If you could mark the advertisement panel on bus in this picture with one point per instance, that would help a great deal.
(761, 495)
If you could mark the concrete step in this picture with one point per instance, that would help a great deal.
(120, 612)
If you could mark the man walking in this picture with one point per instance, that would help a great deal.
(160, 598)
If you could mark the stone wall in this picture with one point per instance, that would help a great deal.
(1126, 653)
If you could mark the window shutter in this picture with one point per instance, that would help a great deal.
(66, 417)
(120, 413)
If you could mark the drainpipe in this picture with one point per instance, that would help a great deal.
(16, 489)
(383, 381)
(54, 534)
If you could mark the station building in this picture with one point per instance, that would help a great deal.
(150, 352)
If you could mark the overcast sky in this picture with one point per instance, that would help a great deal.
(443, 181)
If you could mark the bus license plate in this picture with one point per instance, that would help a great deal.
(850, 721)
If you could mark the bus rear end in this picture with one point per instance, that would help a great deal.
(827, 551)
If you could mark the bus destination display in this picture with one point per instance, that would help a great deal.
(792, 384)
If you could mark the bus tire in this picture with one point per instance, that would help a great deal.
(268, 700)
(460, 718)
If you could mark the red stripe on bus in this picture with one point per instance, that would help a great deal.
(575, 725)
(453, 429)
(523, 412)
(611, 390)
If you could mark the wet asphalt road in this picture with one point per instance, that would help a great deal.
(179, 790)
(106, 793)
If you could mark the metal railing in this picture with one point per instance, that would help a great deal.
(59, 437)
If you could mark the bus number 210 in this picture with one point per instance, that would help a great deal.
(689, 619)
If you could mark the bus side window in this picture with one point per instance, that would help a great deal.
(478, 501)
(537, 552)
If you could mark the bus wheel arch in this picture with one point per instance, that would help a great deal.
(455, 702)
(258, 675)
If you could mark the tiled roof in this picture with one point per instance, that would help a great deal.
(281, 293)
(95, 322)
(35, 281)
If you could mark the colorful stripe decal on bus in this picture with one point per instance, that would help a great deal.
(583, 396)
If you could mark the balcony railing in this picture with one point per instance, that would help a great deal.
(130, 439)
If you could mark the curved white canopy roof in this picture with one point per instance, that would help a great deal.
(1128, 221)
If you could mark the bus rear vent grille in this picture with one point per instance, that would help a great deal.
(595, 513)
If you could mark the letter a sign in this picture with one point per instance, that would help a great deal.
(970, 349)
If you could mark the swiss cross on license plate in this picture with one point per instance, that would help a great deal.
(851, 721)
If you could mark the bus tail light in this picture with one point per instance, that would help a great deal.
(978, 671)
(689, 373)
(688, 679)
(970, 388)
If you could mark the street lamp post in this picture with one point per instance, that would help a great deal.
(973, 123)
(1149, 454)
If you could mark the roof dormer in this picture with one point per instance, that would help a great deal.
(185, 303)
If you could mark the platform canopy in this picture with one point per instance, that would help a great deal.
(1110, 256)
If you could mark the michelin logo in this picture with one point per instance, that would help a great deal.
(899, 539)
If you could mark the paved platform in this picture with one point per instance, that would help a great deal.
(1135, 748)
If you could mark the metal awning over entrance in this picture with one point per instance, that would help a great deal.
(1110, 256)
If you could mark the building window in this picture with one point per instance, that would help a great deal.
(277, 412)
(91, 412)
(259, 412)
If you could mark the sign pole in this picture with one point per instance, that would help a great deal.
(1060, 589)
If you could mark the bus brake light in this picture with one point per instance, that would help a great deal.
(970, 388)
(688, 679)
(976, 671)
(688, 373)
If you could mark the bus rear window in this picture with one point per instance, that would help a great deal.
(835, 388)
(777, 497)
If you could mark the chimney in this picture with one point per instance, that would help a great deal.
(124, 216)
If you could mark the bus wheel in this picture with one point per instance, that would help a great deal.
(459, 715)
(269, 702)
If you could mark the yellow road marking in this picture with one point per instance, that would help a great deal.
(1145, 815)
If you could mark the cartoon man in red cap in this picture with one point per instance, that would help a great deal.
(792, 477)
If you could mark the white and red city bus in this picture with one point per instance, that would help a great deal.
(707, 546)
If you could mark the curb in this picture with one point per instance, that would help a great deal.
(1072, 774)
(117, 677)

# # # #

_HOW TO COMPLETE THIS TASK_
Word for word, copy every entry.

_PROBLEM SOLUTION_
If you could mark the advertisement panel on bus in this picture with one point per instance, that would help a great deal.
(761, 495)
If you could mark the concrete step in this picture with one point per instance, that would help a great deal.
(120, 612)
If you could mark the man walking in this picture with one point per instance, that would help a great deal.
(160, 598)
If you could mark the stone wall in this picture with one point per instance, that would help a great deal.
(1126, 653)
If you could mark the window shutter in this picture with one point per instance, that would help a great deal.
(66, 417)
(120, 413)
If you could mark the drainpipe in this picture with one point per instance, that would help a great deal.
(16, 489)
(383, 381)
(54, 534)
If you could mark the station building in this picture with one point per instance, that would help a great deal.
(150, 352)
If you could mark the overcast sky in this picture with one point per instance, that would help a great deal.
(443, 181)
If you could mark the bus license plate in this picture with one point per instance, that would help a great deal.
(850, 721)
If you could mark the bus rear end in this picture with one point per instance, that would help a great deal.
(827, 551)
If you could mark the bus destination display in this picture with one point per instance, that would help a great deal.
(792, 384)
If you could mark the bus tire in this picture with one point per instance, that would help a great deal.
(268, 700)
(460, 718)
If you could mark the red stripe on bus in this picture with one point per instance, that would help a great deal.
(575, 725)
(453, 429)
(523, 412)
(611, 390)
If you could mark the wet asphalt road in this picture with one point per instance, that would help a great deal.
(179, 790)
(106, 793)
If you could mark the metal railing in this picture with one point per instance, that would help a great deal.
(59, 437)
If you could mark the bus number 210 in this picture with one point per instance, that would help a great deal.
(689, 619)
If you could mark the bus side window in this picture with one point per instance, that would help a great deal.
(478, 501)
(537, 552)
If you could mark the bus wheel arch in this picture with one point per instance, that would help a great deal.
(455, 702)
(258, 675)
If you could mark the tiled roof in this picture with one point per instance, that would help a great deal.
(281, 293)
(95, 322)
(35, 281)
If you could mark the colorful stripe decal on bus in this picture with one point per instance, that would help a great deal.
(583, 396)
If you could mark the balcony railing in this picture with one point per instance, that would help a great deal.
(130, 439)
If you could mark the curved white canopy roof in this picture with one point per instance, that would help a great deal.
(1128, 221)
If you could mark the bus rear vent grille in this picture with one point per instance, that would help a great deal.
(595, 513)
If you could mark the letter a sign in this picture with one point per instance, that would help a great deal.
(970, 349)
If you could mark the swiss cross on license plate in this picture with one point per instance, that would help a great deal.
(851, 721)
If you could mark the bus tail light in this picture with one point per instance, that would help a great deal.
(978, 671)
(689, 373)
(688, 679)
(970, 388)
If you could mark the street lamp post in this picture with one point per instance, that would help a great deal.
(973, 123)
(1149, 454)
If you could mark the roof dormer in this picture with one point per instance, that would help a great deal.
(185, 303)
If you could mark the platform canopy in this picture with one point per instance, that would help a great deal.
(1110, 256)
If you could mark the michelin logo in this picture with one point per instance, that would help a great deal.
(899, 539)
If you could mark the paved platform in this picture with one point per instance, that would help a great deal.
(1135, 748)
If you could mark the metal awning over entrance in this picture with one point per instance, that would help a great deal.
(1110, 256)
If you could mark the building window in this picture with one point per instance, that would help a great deal.
(277, 412)
(91, 412)
(259, 412)
If you could mark the sign pole in this picture with one point per instance, that would help a great deal.
(1060, 589)
If you could mark the bus brake light in this picture with one point per instance, that would help a great deal.
(970, 388)
(688, 679)
(976, 671)
(688, 373)
If you could mark the bus rear window in this picture with one point per instance, that would help a great deal.
(835, 388)
(777, 497)
If you could mark the chimney in this picture with one point per instance, that would help a great deal.
(124, 216)
If you could mark the bus wheel in this picture with one point per instance, that would help a great deal.
(459, 715)
(269, 702)
If you could mark the yellow road marking in this picture with one point per instance, that would help a great deal.
(1145, 815)
If you could mark the cartoon man in red cap in this picture with one point per instance, that would help a great deal.
(792, 477)
If you could mark the white and red city bus in this picture with one point per instance, that would help a great deal.
(707, 546)
If you could mark the curb in this picture with one point per instance, that would help a great deal.
(1072, 774)
(117, 677)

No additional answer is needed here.